BEGIN Document segment

Background information
- Born: March 15, 1940 Jonesville, Louisiana, U.S.
- Died: July 24, 2025 (aged 85) Hessmer, Louisiana, U.S.
- Genre: Swamp pop
- Occupation: Musician
- Instruments: Vocals; keyboards; drum; bass guitar; fiddle;

= Tommy McLain =

American musician (1940–2025)

Thomas Murray McLain (March 15, 1940 – July 24, 2025) was an American musician, best known as a singer but who also played keyboards, drums, bass guitar, and fiddle.

==Life and career==
McLain was born in Jonesville, Louisiana, on March 15, 1940. He first began performing in the 1950s, along with country singer Clint West. The two were both members of The Vel-Tones in the late 1950s and the Boogie Kings in the 1960s, and they recorded a duet, "Try to Find Another Man", in 1965. He also performed on Dick Clark's Caravan of Stars in the 1960s and DJed at Louisiana radio station, KREH. McLain's greatest fame was with his recording of the song "Sweet Dreams", which hit No. 15 on the U.S. Billboard Hot 100 chart in 1966. In Canada it was No. 7. It reached No. 49 in the UK Singles Chart the same year.

END Document segment

- **Tasks to carry out**
1: Retype the passage from the Tommy McLain text word for word, beginning at the words "Background information" and stopping after the words "American musician (1940–2025)".
2: Continue the article on Tommy McLain from where it stops.

BEGIN Record excerpts

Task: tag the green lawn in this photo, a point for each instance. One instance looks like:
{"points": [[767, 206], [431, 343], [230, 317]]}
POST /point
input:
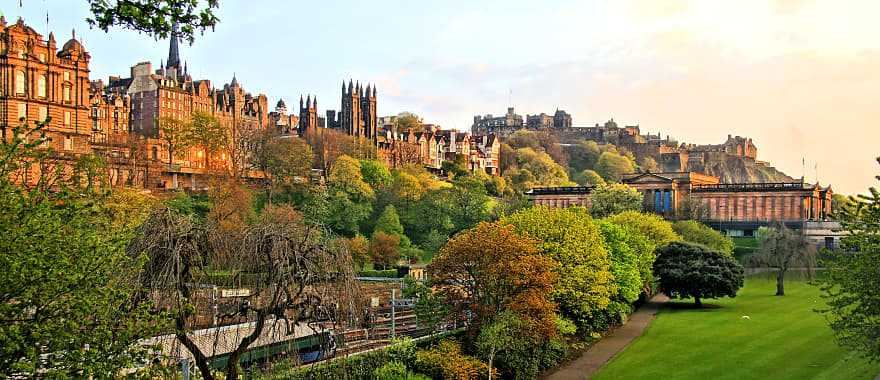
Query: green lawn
{"points": [[783, 339]]}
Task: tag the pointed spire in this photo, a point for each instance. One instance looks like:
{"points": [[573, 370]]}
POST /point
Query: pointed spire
{"points": [[173, 51]]}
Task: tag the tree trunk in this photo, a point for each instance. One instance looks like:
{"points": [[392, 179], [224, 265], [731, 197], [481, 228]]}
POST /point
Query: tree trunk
{"points": [[780, 286]]}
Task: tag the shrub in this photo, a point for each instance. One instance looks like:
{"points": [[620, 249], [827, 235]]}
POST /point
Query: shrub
{"points": [[446, 361], [691, 270]]}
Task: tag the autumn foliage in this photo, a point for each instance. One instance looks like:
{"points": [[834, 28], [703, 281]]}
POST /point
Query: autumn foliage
{"points": [[491, 268]]}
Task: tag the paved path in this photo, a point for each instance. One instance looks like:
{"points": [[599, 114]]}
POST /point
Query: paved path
{"points": [[602, 351]]}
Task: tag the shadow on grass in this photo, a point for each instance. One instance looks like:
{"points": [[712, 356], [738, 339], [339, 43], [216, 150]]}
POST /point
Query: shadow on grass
{"points": [[688, 305]]}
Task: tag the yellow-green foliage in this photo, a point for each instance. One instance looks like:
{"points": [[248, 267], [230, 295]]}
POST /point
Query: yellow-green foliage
{"points": [[569, 236], [624, 261], [657, 230], [696, 232], [446, 361]]}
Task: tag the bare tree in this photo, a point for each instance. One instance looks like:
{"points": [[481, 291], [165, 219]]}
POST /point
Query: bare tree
{"points": [[783, 249], [300, 274]]}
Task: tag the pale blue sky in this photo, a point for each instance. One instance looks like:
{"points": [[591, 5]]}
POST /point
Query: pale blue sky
{"points": [[799, 76]]}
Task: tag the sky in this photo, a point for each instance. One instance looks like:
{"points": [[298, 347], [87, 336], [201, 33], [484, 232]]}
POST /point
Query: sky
{"points": [[800, 77]]}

END Record excerpts

- **Task-by-task outputs**
1:
Background information
- Born: March 15, 1940 Jonesville, Louisiana, U.S.
- Died: July 24, 2025 (aged 85) Hessmer, Louisiana, U.S.
- Genre: Swamp pop
- Occupation: Musician
- Instruments: Vocals; keyboards; drum; bass guitar; fiddle;

= Tommy McLain =

American musician (1940–2025)

2:
He also wrote Freddy Fender's hit single, "If You Don't Love Me Alone (Leave Me Alone)". McLain appears along with the Mule Train Band in the film The Drowning Pool. McLain used to perform in the American Deep South with his backing group, the Mule Train Band.

In October 2007, McLain was inducted into the Louisiana Music Hall of Fame.

McLain was more recently featured as a guest artist on an album recorded by Larry Lange and his Lonely Knights of Austin, Texas, entitled Wiggle Room (2011), which debuted two brand new songs penned by McLain; perhaps the most notable one being, "Don't Make Me Leave New Orleans", a heart-felt ballad that McLain wrote in the aftermath of Hurricane Katrina.

British singer Lily Allen included McLain's cover of Fats Domino's song "Before I Grow Too Old" as one of her eight favorite songs on the British radio programme Desert Island Discs, on 29 June 2014.

On August 26, 2022, McLain released his first album in over 40 years, entitled I Ran Down Every Dream. This collaboration included 11 songs written by McLain and credits with numerous others including Elvis Costello, Nick Lowe (both of whom contribute co-writes), plus Jon Cleary, Denny Freeman, Ed Harcourt, Roy Lowe, Augie Meyers, Ivan Neville, Van Dyke Parks, Mickey Raphael, Steve Riley, Speedy Sparks, Warren Storm and others.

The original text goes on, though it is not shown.